WRITTEN PROBLEM — Return each line below that contains the string "metal".

STORED DATA —
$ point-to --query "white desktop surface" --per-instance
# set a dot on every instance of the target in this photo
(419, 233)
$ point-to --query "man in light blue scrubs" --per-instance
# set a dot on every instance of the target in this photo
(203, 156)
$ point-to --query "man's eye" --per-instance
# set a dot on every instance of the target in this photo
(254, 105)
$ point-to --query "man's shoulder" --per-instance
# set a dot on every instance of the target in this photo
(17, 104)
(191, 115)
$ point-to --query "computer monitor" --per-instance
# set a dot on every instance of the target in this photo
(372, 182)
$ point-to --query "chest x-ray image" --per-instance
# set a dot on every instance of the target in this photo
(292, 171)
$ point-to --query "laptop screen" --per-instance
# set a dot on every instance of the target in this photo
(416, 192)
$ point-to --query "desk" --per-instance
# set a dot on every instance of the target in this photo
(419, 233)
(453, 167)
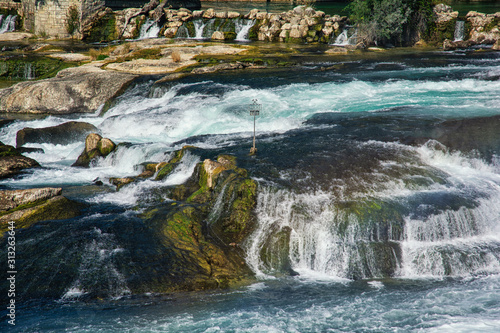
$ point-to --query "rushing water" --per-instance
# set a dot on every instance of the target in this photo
(378, 206)
(7, 23)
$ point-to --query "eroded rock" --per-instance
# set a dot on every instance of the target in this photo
(69, 132)
(74, 90)
(95, 146)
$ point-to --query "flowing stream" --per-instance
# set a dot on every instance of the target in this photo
(378, 206)
(7, 23)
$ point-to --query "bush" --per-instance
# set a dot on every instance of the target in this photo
(72, 20)
(390, 21)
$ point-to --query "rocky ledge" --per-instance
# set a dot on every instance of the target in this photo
(27, 207)
(73, 90)
(12, 162)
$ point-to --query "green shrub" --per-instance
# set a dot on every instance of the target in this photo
(391, 21)
(72, 20)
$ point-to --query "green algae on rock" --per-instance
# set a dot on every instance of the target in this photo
(95, 146)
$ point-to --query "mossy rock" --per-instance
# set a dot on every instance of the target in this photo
(194, 262)
(56, 208)
(253, 33)
(38, 67)
(229, 35)
(275, 251)
(6, 150)
(169, 166)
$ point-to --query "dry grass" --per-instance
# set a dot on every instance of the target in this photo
(176, 56)
(99, 54)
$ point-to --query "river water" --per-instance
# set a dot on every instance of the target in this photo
(382, 169)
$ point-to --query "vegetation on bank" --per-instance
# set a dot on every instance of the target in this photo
(396, 22)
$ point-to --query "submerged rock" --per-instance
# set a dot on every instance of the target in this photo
(95, 146)
(12, 162)
(74, 90)
(27, 207)
(69, 132)
(200, 231)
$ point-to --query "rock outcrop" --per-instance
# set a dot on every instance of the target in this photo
(484, 28)
(74, 90)
(12, 162)
(66, 133)
(27, 207)
(95, 146)
(201, 230)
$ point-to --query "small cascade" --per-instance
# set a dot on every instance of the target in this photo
(182, 32)
(8, 24)
(459, 31)
(149, 29)
(29, 72)
(206, 30)
(242, 28)
(199, 27)
(344, 39)
(97, 274)
(437, 230)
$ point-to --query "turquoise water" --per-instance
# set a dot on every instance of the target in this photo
(383, 168)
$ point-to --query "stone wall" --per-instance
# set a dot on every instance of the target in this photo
(50, 16)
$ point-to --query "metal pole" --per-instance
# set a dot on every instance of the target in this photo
(254, 132)
(254, 111)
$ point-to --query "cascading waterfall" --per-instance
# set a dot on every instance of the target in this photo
(182, 32)
(346, 37)
(8, 24)
(315, 234)
(242, 28)
(205, 30)
(97, 274)
(149, 29)
(29, 73)
(342, 39)
(459, 31)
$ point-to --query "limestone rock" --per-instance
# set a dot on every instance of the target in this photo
(252, 15)
(51, 206)
(69, 132)
(95, 146)
(209, 13)
(73, 90)
(12, 162)
(496, 46)
(218, 35)
(13, 199)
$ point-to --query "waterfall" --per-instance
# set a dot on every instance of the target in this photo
(97, 274)
(182, 32)
(29, 73)
(415, 233)
(204, 29)
(242, 27)
(342, 39)
(8, 24)
(459, 31)
(324, 239)
(149, 29)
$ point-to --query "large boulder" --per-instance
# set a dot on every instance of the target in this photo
(27, 207)
(189, 4)
(95, 146)
(66, 133)
(484, 28)
(73, 90)
(12, 162)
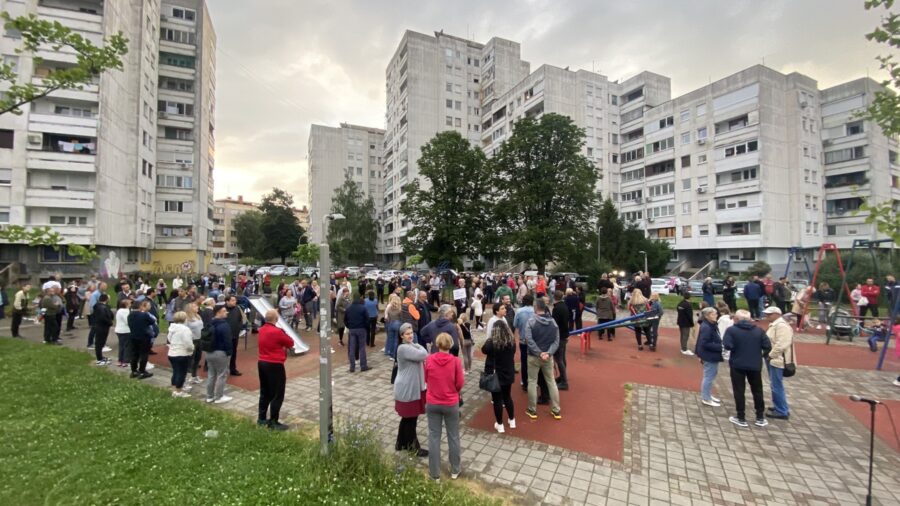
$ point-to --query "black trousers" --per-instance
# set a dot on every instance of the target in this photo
(140, 351)
(407, 440)
(560, 358)
(272, 379)
(100, 335)
(738, 379)
(17, 322)
(501, 399)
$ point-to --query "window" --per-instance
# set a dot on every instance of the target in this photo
(6, 139)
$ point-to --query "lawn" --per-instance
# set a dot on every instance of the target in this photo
(74, 434)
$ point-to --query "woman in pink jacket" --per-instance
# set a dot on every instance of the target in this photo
(444, 380)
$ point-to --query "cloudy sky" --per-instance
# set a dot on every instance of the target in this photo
(286, 64)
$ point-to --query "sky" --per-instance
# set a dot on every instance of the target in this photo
(283, 65)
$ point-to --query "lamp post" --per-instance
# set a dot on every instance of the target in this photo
(326, 428)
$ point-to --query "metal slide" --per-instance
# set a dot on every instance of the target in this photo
(261, 305)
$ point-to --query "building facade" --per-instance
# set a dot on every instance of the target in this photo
(335, 154)
(85, 162)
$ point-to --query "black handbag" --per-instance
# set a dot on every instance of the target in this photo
(489, 382)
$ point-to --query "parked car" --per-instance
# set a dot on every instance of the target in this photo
(659, 285)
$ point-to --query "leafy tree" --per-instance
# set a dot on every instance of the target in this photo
(448, 215)
(46, 236)
(307, 254)
(885, 111)
(353, 238)
(90, 60)
(547, 190)
(248, 230)
(281, 229)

RESULT OF THE EXERCISE —
$ point-to --query "metal pole" --per-instance
$ point-to --query "metal slide" --per-instance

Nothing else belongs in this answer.